READING TEXT:

·····

The following formulation of the theorem due Yamada-Watanabe can be found in "On the Existence of Universal Functional Solutions to Classical SDE'S" (Kallenberg, O., 1996).
Assume that weak existence and pathwise uniqueness hold for solutions starting at arbitrary fixed points. Then strong existence and uniqueness in law hold for every initial distribution. Furthermore, there exists a Borel measurable and universally predictable function F(x,w) such that any solution (X,B) satisfies X=F(X(0),B) a.s.
Since weak solutions (for a given initial distribution μ=δx ) might be defined on different probability spaces, then shouldn't the function F depend on the probability space?

·····

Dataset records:

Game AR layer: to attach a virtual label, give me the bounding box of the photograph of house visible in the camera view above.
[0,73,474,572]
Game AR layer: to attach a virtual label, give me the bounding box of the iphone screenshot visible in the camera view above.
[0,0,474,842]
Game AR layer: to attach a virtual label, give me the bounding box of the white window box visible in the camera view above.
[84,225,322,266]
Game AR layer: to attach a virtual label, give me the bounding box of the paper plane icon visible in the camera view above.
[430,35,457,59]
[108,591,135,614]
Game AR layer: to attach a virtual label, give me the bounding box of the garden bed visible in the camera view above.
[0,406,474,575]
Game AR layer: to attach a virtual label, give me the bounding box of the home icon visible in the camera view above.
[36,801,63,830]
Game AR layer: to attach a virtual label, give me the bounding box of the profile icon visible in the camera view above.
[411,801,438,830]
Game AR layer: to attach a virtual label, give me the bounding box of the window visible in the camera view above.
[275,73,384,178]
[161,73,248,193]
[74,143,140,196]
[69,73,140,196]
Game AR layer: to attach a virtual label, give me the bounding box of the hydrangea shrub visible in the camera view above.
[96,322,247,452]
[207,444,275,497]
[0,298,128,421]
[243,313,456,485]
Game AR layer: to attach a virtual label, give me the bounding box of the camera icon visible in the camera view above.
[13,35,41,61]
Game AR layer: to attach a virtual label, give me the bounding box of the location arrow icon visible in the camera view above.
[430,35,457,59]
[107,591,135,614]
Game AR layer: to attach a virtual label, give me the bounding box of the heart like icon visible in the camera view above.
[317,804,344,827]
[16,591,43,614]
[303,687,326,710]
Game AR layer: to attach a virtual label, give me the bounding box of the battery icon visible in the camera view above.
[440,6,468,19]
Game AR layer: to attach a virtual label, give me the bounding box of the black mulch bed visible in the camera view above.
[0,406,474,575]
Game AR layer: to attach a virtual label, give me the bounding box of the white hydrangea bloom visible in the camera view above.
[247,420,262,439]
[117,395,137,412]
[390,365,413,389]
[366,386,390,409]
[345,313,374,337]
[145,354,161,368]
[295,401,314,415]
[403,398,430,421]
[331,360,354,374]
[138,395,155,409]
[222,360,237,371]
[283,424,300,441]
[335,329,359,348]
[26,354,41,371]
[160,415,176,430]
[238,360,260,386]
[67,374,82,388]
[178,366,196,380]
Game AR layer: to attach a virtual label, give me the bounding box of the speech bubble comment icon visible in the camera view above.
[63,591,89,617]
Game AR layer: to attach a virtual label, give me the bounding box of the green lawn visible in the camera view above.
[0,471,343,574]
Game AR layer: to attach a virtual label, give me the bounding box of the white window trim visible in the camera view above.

·····

SHORT EXERCISE A: Output the part of the post about the Yamada-Watanabe theorem starting at "Assume that weak" and ending at "satisfies X=F(X(0),B) a.s.".
SHORT EXERCISE B: Using the post about the Yamada-Watanabe theorem, answer yes or no to each statement and quote the words of the post that decide it: (i) The quoted formulation comes from a 1996 work by Kallenberg. (ii) The theorem assumes strong existence and concludes weak existence. (iii) The function F is described as Borel measurable.
SHORT EXERCISE C: Carry the post about the Yamada-Watanabe theorem forward from its last sentence.
You won't need the records for any of this.

TASK OUTPUT A:
Assume that weak existence and pathwise uniqueness hold for solutions starting at arbitrary fixed points. Then strong existence and uniqueness in law hold for every initial distribution. Furthermore, there exists a Borel measurable and universally predictable function F(x,w) such that any solution (X,B) satisfies X=F(X(0),B) a.s.

TASK OUTPUT B:
(i) Yes: "(Kallenberg, O., 1996)".
(ii) No: "Assume that weak existence and pathwise uniqueness hold" and "Then strong existence and uniqueness in law hold for every initial distribution."
(iii) Yes: "there exists a Borel measurable and universally predictable function F(x,w)".

TASK OUTPUT C:
I mean, suppose we have a given initial distribution μ=δx, assume two solutions (X,B) and (X′,B)exist on two different filtered probability spaces (Ω,F,Ft,P) and (Ω′,F′,Ft′,P′) such that X(0) and X′(0) are distributed as μ i.e. X(0)=X′(0)=x∈R^d. (This is not incompatible with the pathwise uniqueness since the solutions are defined in different probability spaces).
Hence the solutions should by the previous theorem be X=F(x,B)=X′ a.s. but this two solutions live in different probability spaces!
Am I missing something?
At this point my question reduces to, given a Brownian motion and an initial value, does this suffice to determine the underlying probability space unambiguously?
Thanks in advance.